Work required:
Check each of the statements below against the vagus nerve stimulation review. Answer yes or no for each, and quote the exact words of the review that decide it.
1. The search covered articles published in any language.
2. The reviewed studies show that VNS improves selective attention under high cognitive demands.
3. The comparative effectiveness of different VNS modalities is described as already settled.

Methods: A systematic search of electronic databases (PubMed, Scopus, Web of Science) was conducted using the keywords “vagus nerve stimulation,” “cognitive enhancement,” “emotional processing,” “executive function,” “learning and memory,” “epilepsy,” “depression,” “Alzheimer’s disease,” “neurological disorders,” “attention-deficit/hyperactivity disorder,” “sleep disorders,” and “long COVID.” The inclusion criteria encompassed controlled trials, longitudinal studies, and meta-analyses published in English between 2000 and July 2024.
Results: A comprehensive review of 100 articles highlighted the cognitive effects of Vagus Nerve Stimulation (VNS). Studies show that VNS, especially through transcutaneous auricular VNS (taVNS), enhances emotional recognition, particularly for facial expressions, and improves selective attention under high cognitive demands. Additionally, VNS enhances learning and memory, including associative memory and spatial working memory tasks. In clinical applications, VNS exhibits promising benefits for improving cognitive functions in treatment-resistant epilepsy, depression, and Alzheimer’s disease.
Conclusion: VNS represents a promising therapeutic approach for enhancing cognitive function across diverse patient populations. The reviewed evidence highlights its efficacy in modulating cognitive domains in healthy individuals and improving cognition in neurological conditions. However, the comparative effectiveness of different VNS modalities and the differential effects of online versus offline VNS on cognitive psychology require further investigation. Future research should focus on optimizing VNS protocols and elucidating specific cognitive domains that benefit most from VNS interventions. This ongoing exploration is essential for maximizing the therapeutic potential of VNS in clinical practice.

[Source records]
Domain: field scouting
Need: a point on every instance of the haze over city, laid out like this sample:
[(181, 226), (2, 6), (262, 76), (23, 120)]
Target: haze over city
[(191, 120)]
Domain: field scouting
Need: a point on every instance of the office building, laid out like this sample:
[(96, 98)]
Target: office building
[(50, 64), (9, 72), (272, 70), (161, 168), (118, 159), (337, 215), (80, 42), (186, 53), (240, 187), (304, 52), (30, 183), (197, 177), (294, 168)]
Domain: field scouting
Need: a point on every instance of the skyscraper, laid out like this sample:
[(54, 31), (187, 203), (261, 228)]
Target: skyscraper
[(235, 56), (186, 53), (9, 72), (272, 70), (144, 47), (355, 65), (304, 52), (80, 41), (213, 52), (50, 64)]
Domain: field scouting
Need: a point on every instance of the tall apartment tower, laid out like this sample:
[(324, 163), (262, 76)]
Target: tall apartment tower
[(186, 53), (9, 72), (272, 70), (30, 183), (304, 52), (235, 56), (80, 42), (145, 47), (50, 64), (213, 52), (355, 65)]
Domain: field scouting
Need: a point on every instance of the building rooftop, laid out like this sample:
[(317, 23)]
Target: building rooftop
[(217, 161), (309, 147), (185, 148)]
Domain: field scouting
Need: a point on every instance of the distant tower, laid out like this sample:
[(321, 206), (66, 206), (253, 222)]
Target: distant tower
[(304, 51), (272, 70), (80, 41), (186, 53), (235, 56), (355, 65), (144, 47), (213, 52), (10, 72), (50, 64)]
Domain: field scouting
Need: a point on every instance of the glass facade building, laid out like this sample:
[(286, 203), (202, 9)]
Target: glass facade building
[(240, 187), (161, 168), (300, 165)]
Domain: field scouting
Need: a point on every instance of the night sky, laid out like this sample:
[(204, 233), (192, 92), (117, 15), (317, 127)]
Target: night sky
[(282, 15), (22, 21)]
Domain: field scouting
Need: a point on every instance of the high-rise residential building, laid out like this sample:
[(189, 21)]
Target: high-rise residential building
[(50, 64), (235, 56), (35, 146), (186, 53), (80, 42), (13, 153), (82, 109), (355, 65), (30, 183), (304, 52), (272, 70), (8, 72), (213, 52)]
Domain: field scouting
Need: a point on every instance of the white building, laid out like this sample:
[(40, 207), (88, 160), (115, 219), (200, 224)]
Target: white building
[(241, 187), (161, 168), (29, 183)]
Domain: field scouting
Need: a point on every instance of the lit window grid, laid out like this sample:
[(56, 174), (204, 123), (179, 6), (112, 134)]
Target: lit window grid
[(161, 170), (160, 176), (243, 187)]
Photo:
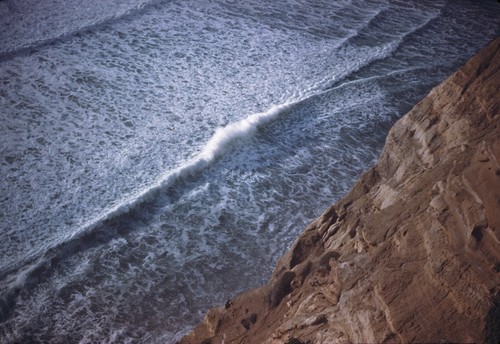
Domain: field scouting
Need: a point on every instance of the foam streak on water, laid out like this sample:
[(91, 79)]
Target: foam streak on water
[(157, 157)]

Written response:
1. No: "published in English between 2000 and July 2024"
2. Yes: "improves selective attention under high cognitive demands"
3. No: "the comparative effectiveness of different VNS modalities and the differential effects of online versus offline VNS on cognitive psychology require further investigation"